_EXERCISE PROMPT:_
Can you reproduce every line of the listing below with no changes at all?

[Lines of data]

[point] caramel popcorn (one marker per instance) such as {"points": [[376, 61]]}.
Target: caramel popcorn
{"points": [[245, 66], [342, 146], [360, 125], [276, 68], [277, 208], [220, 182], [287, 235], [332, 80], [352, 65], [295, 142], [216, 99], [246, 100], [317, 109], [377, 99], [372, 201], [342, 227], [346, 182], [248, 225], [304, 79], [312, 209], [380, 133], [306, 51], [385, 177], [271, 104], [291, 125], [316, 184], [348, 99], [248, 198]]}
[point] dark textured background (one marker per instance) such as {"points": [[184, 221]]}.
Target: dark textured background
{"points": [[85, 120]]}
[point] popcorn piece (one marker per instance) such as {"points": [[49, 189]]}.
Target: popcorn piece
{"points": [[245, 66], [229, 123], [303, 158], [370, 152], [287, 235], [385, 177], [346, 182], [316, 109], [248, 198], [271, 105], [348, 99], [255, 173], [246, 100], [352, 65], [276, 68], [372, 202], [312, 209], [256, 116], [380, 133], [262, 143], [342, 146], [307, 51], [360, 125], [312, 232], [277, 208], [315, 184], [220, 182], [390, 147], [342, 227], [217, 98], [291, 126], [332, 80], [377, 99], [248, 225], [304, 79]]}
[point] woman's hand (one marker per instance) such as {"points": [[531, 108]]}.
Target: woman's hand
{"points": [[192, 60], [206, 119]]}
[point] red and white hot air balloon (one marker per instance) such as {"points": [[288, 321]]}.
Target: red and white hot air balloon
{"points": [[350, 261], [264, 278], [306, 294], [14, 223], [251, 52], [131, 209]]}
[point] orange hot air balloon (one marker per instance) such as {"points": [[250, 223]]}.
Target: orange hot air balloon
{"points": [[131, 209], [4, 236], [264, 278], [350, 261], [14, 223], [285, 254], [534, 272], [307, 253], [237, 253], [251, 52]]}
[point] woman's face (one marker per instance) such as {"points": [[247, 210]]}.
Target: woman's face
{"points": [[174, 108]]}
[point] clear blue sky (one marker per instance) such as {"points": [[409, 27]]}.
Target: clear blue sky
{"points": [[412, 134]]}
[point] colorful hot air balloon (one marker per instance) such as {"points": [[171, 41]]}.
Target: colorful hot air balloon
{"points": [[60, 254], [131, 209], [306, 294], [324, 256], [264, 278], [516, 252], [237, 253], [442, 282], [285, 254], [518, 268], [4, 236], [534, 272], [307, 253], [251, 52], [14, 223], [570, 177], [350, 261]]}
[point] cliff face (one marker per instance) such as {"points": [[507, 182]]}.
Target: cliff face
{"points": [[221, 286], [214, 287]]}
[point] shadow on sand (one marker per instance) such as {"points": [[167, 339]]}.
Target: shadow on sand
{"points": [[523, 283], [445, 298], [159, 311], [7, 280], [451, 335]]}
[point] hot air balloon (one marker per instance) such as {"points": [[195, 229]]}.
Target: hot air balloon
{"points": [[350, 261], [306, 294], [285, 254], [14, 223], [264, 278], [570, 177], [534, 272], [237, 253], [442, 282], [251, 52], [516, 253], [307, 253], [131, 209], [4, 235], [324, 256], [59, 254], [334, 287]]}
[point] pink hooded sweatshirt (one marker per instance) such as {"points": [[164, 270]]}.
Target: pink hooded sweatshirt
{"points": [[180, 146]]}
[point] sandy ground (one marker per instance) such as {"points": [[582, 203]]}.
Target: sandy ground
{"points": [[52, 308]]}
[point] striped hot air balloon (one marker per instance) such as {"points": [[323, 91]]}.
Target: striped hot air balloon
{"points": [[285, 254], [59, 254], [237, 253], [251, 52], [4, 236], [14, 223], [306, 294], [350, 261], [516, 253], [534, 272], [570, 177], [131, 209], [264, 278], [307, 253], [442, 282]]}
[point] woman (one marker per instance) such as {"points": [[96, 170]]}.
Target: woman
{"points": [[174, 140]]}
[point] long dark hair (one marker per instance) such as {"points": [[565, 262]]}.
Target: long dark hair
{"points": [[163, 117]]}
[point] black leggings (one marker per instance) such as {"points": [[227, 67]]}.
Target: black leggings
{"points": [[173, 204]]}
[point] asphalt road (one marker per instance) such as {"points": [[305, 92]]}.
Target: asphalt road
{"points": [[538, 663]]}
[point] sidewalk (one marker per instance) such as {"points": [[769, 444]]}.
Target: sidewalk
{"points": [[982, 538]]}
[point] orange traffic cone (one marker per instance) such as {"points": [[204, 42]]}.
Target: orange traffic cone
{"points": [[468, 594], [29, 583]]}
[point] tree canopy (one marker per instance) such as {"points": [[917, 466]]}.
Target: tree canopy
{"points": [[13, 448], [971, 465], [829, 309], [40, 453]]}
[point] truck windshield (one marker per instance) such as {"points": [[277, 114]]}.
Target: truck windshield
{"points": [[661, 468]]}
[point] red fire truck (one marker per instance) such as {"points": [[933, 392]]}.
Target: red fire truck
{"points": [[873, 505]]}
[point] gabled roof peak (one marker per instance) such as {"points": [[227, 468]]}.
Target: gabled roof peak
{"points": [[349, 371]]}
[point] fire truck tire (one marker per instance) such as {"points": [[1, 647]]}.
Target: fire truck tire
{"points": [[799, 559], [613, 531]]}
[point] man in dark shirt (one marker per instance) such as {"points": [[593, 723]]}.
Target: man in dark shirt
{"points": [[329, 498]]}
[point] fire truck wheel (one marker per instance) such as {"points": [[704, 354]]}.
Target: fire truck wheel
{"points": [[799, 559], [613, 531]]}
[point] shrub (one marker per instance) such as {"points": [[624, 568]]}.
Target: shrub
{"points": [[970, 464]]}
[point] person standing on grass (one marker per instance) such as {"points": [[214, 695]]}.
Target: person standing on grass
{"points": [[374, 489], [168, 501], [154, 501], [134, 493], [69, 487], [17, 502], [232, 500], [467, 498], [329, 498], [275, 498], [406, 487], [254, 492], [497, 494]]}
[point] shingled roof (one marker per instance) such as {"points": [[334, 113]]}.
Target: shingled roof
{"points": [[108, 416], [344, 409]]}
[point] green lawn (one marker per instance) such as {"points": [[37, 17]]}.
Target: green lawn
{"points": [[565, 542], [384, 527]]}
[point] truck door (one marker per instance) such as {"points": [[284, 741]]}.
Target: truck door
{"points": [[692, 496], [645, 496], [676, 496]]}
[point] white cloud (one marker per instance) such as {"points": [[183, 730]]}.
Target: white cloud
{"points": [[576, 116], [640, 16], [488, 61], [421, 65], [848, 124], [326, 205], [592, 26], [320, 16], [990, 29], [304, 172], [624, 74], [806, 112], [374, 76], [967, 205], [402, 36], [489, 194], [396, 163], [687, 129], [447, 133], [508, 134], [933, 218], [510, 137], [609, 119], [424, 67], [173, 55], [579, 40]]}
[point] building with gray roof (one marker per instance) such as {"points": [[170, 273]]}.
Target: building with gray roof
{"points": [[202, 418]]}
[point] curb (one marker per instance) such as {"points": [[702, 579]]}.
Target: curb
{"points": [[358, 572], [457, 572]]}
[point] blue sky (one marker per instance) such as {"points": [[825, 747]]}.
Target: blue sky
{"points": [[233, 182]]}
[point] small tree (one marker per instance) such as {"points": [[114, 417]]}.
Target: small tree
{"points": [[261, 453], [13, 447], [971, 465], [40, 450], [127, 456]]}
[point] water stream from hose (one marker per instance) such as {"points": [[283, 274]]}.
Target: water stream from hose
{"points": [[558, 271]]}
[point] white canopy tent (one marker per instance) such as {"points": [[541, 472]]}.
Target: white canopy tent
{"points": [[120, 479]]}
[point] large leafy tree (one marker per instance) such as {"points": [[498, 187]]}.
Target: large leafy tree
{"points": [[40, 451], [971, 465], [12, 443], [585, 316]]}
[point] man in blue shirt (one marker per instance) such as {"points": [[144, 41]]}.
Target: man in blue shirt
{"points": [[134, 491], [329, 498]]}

_SOLVED EXERCISE:_
[point] caramel popcorn (one marker per instance) such as {"points": [[376, 61]]}.
Target: caramel popcorn
{"points": [[245, 66], [342, 146], [360, 125], [276, 68], [277, 208], [220, 182], [287, 235], [332, 80], [352, 65], [295, 142], [216, 99], [246, 100], [317, 109], [377, 99], [372, 201], [342, 227], [346, 182], [248, 225], [304, 79], [312, 209], [380, 133], [306, 51], [385, 177], [271, 104], [291, 125], [316, 184], [348, 99], [248, 198]]}
[point] dark textured background (one marker per instance) such as {"points": [[184, 221]]}.
Target: dark textured background
{"points": [[85, 120]]}
[point] popcorn piece (one marker per instance) such as {"points": [[49, 189]]}.
Target: popcorn piece
{"points": [[245, 66], [229, 123], [303, 158], [370, 152], [287, 235], [385, 177], [346, 182], [316, 109], [248, 198], [271, 105], [348, 99], [255, 173], [246, 100], [352, 65], [276, 68], [372, 202], [312, 209], [256, 116], [380, 133], [262, 143], [342, 146], [307, 51], [360, 125], [312, 232], [277, 208], [315, 184], [220, 182], [390, 147], [342, 227], [217, 98], [291, 126], [332, 80], [377, 99], [248, 225], [304, 79]]}
[point] woman's hand (one marker per instance) such as {"points": [[531, 108]]}.
Target: woman's hand
{"points": [[192, 60], [206, 119]]}
[point] red and white hot air balloon (one marker per instance) such as {"points": [[288, 321]]}.
Target: red and white hot air balloon
{"points": [[350, 261], [264, 278], [306, 294], [14, 223], [251, 52], [131, 209]]}
[point] orange hot air balloon (one marker per instance) such as {"points": [[250, 223]]}.
Target: orange hot air balloon
{"points": [[131, 209], [4, 236], [264, 278], [350, 261], [14, 223], [285, 254], [534, 272], [307, 253], [237, 253], [251, 52]]}
[point] woman's face (one marker per instance) such as {"points": [[247, 210]]}.
Target: woman's face
{"points": [[174, 108]]}
[point] clear blue sky (one marker per instance) such as {"points": [[409, 27]]}.
Target: clear blue sky
{"points": [[412, 134]]}
[point] colorful hot air balloon (one marker per instance) such as {"points": [[171, 41]]}.
Target: colorful hot air balloon
{"points": [[60, 254], [131, 209], [306, 294], [324, 256], [264, 278], [516, 252], [237, 253], [442, 282], [285, 254], [518, 268], [4, 236], [534, 272], [307, 253], [251, 52], [14, 223], [570, 177], [350, 261]]}
[point] cliff face (one marker per instance) such as {"points": [[507, 182]]}.
Target: cliff face
{"points": [[221, 286], [214, 287]]}
[point] shadow on sand (one marker per instance) such as {"points": [[167, 339]]}.
Target: shadow on sand
{"points": [[523, 283], [445, 298], [159, 311], [7, 280], [451, 335]]}
[point] hot air balloon (one marker per instance) such as {"points": [[195, 229]]}.
Target: hot air balloon
{"points": [[350, 261], [306, 294], [285, 254], [14, 223], [264, 278], [570, 177], [534, 272], [237, 253], [442, 282], [251, 52], [516, 253], [307, 253], [131, 209], [4, 235], [324, 256], [59, 254], [334, 287]]}
[point] pink hooded sweatshirt (one marker per instance) such as {"points": [[164, 270]]}.
Target: pink hooded sweatshirt
{"points": [[180, 146]]}
[point] sandy ground (one marker per instance) such as {"points": [[582, 203]]}.
Target: sandy ground
{"points": [[52, 308]]}
[point] striped hot air balloon (one marker per instance) such as {"points": [[323, 91]]}.
Target: striped hot air balloon
{"points": [[285, 254], [59, 254], [237, 253], [251, 52], [4, 236], [14, 223], [306, 294], [350, 261], [516, 253], [534, 272], [570, 177], [131, 209], [264, 278], [307, 253], [442, 282]]}
[point] woman (one marker per instance) such as {"points": [[96, 170]]}.
Target: woman
{"points": [[174, 140]]}
[point] long dark hair (one marker per instance) such as {"points": [[565, 262]]}.
Target: long dark hair
{"points": [[163, 117]]}
[point] black leggings (one marker per instance) such as {"points": [[227, 67]]}.
Target: black leggings
{"points": [[173, 204]]}
[point] asphalt road (one marker per instance) such as {"points": [[305, 92]]}.
Target: asphalt road
{"points": [[538, 663]]}
[point] sidewalk (one marker per instance) such as {"points": [[769, 444]]}.
Target: sidewalk
{"points": [[982, 538]]}
[point] orange traffic cone (one marker per instance) such as {"points": [[204, 42]]}.
Target: orange traffic cone
{"points": [[468, 594], [29, 583]]}
[point] tree canopy (one marker per instance) such as {"points": [[917, 466]]}.
Target: tree canopy
{"points": [[13, 448], [971, 465], [829, 309], [40, 453]]}
[point] truck windshield (one marker per instance) such as {"points": [[277, 114]]}.
Target: truck windshield
{"points": [[661, 468]]}
[point] red fire truck (one marker per instance) such as {"points": [[933, 392]]}.
Target: red fire truck
{"points": [[873, 505]]}
[point] gabled roof peak (one marker per instance) such as {"points": [[227, 468]]}.
Target: gabled roof peak
{"points": [[349, 371]]}
[point] fire truck tire (one marker per instance) such as {"points": [[1, 647]]}.
Target: fire truck tire
{"points": [[799, 559], [613, 531]]}
[point] man in dark shirt (one marker per instance) such as {"points": [[593, 723]]}.
Target: man in dark shirt
{"points": [[329, 498]]}
[point] fire truck wheel (one marker per instance) such as {"points": [[704, 354]]}.
Target: fire truck wheel
{"points": [[799, 559], [613, 531]]}
[point] shrub (one marker per instance) such as {"points": [[624, 568]]}.
Target: shrub
{"points": [[970, 464]]}
[point] person standing on grass (one marker per instance) such as {"points": [[214, 695]]}.
Target: person standing on grass
{"points": [[374, 489], [168, 501], [154, 501], [134, 493], [69, 487], [17, 502], [232, 500], [467, 498], [329, 498], [275, 498], [406, 487], [254, 492], [497, 494]]}
[point] shingled roof (one marker per instance) such as {"points": [[334, 113]]}.
Target: shingled roof
{"points": [[108, 416], [344, 409]]}
[point] green lawn (one marker per instance) such as {"points": [[37, 17]]}.
Target: green lawn
{"points": [[565, 542], [384, 527]]}
[point] truck door (one marker per instance) such as {"points": [[284, 741]]}.
Target: truck door
{"points": [[692, 496], [645, 496], [676, 496]]}
[point] white cloud (one marker per instance) such as {"points": [[183, 730]]}.
Target: white cloud
{"points": [[576, 116], [640, 16], [488, 61], [421, 65], [848, 124], [326, 205], [592, 26], [320, 16], [990, 29], [304, 172], [624, 74], [806, 112], [374, 76], [967, 205], [402, 36], [489, 194], [396, 163], [687, 129], [447, 133], [508, 134], [933, 218], [510, 137], [609, 119], [424, 67], [173, 55], [579, 40]]}
[point] building with gray roof (one marker per instance) such as {"points": [[170, 273]]}.
Target: building with gray roof
{"points": [[202, 418]]}
[point] curb (one marker per instance) such as {"points": [[702, 579]]}.
Target: curb
{"points": [[358, 572], [457, 572]]}
[point] blue sky (one marker per instance) such as {"points": [[825, 747]]}.
Target: blue sky
{"points": [[233, 182]]}
[point] small tree (one marker per instance) such as {"points": [[114, 417]]}.
Target: small tree
{"points": [[261, 453], [13, 447], [971, 465], [40, 450], [127, 456]]}
[point] water stream from hose (one marker per instance) such as {"points": [[283, 274]]}.
Target: water stream from hose
{"points": [[558, 271]]}
[point] white canopy tent (one marker per instance) such as {"points": [[541, 472]]}.
Target: white canopy tent
{"points": [[120, 479]]}
[point] large leafy tree (one marker per instance) such as {"points": [[498, 187]]}.
Target: large leafy tree
{"points": [[40, 451], [971, 465], [12, 443], [585, 316]]}
[point] man in blue shirt (one marker per instance) such as {"points": [[144, 41]]}.
Target: man in blue shirt
{"points": [[134, 491], [329, 498]]}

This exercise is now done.